Reproduce all of the data exactly as written.

Saved data entries:

# # # #

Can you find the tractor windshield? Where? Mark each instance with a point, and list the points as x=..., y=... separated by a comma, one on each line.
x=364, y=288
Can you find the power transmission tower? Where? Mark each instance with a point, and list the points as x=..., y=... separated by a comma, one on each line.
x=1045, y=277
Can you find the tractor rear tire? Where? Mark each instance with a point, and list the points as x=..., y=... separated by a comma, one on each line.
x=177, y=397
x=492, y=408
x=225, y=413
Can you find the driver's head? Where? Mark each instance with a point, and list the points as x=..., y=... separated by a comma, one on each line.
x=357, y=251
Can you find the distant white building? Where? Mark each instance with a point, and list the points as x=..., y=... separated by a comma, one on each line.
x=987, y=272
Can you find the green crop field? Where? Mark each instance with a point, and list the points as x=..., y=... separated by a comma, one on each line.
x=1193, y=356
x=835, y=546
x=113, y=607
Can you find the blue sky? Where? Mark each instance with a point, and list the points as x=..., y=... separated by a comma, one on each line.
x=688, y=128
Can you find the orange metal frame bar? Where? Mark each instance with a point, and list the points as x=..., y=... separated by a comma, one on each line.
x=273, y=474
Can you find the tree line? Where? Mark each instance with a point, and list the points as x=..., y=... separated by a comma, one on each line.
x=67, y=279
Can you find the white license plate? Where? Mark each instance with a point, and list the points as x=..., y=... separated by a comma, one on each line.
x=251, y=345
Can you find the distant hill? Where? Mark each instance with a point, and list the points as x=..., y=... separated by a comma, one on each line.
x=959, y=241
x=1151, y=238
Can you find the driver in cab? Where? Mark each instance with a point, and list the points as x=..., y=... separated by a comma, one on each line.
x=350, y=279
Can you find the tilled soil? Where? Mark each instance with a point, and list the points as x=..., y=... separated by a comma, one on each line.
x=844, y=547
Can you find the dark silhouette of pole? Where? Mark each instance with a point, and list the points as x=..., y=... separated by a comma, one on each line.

# # # #

### REPLY
Can you find the tractor windshield? Where? Mark each instance with a point, and list the points as x=..., y=... separated by a comma, one on each line.
x=364, y=288
Can you find the power transmission tower? Where? Mark each instance with a point, and list the points as x=..., y=... separated by a comma, one on each line.
x=1045, y=277
Can you find the tractor rear tire? Where? Mark each instance with a point, and list the points as x=..., y=... separated by a comma, one on each line.
x=177, y=397
x=492, y=408
x=225, y=413
Can you find the driver's head? Where? Mark each instance with a point, and list the points as x=..., y=... separated by a comma, one on each line.
x=357, y=251
Can you find the distant white building? Where? Mark each instance with a point, and list the points as x=..., y=... separated by a comma, one on each line.
x=987, y=272
Can you find the green crop field? Where? Mark each instance with a point, and list the points as x=..., y=... separated by a comma, one on each line.
x=1193, y=356
x=835, y=546
x=113, y=607
Can you find the blue sky? Where? Mark each instance with a point, and list the points as x=..., y=... separated by a comma, one on each line.
x=688, y=128
Can you find the orange metal frame bar? Where? Mark each instance with a point, and list the points as x=..., y=... separated by a comma, one on each line.
x=273, y=474
Can you find the tree line? Where? Mark each instance with a point, and list the points as x=..., y=... separated by a comma, one on each line.
x=67, y=279
Can you find the white license plate? Where? Mark each instance with a point, and list the points as x=..., y=... separated by a comma, one on each line.
x=251, y=345
Can you find the distant hill? Where? Mark each instance with a point, and list the points as x=..., y=... separated by a comma, one on each line.
x=959, y=241
x=1151, y=238
Can you find the driver in cab? Where? Mark each instance with a point, and list the points as x=..., y=... separated by a comma, one on each line.
x=350, y=279
Can you find the tilled soil? Where? Mark each instance with a point, and list the points as x=..., y=... separated by a comma, one on each line.
x=844, y=547
Can you find the dark silhouette of pole? Where? Mark each instance with a point, and list the points as x=..., y=... separated by a comma, one on each line.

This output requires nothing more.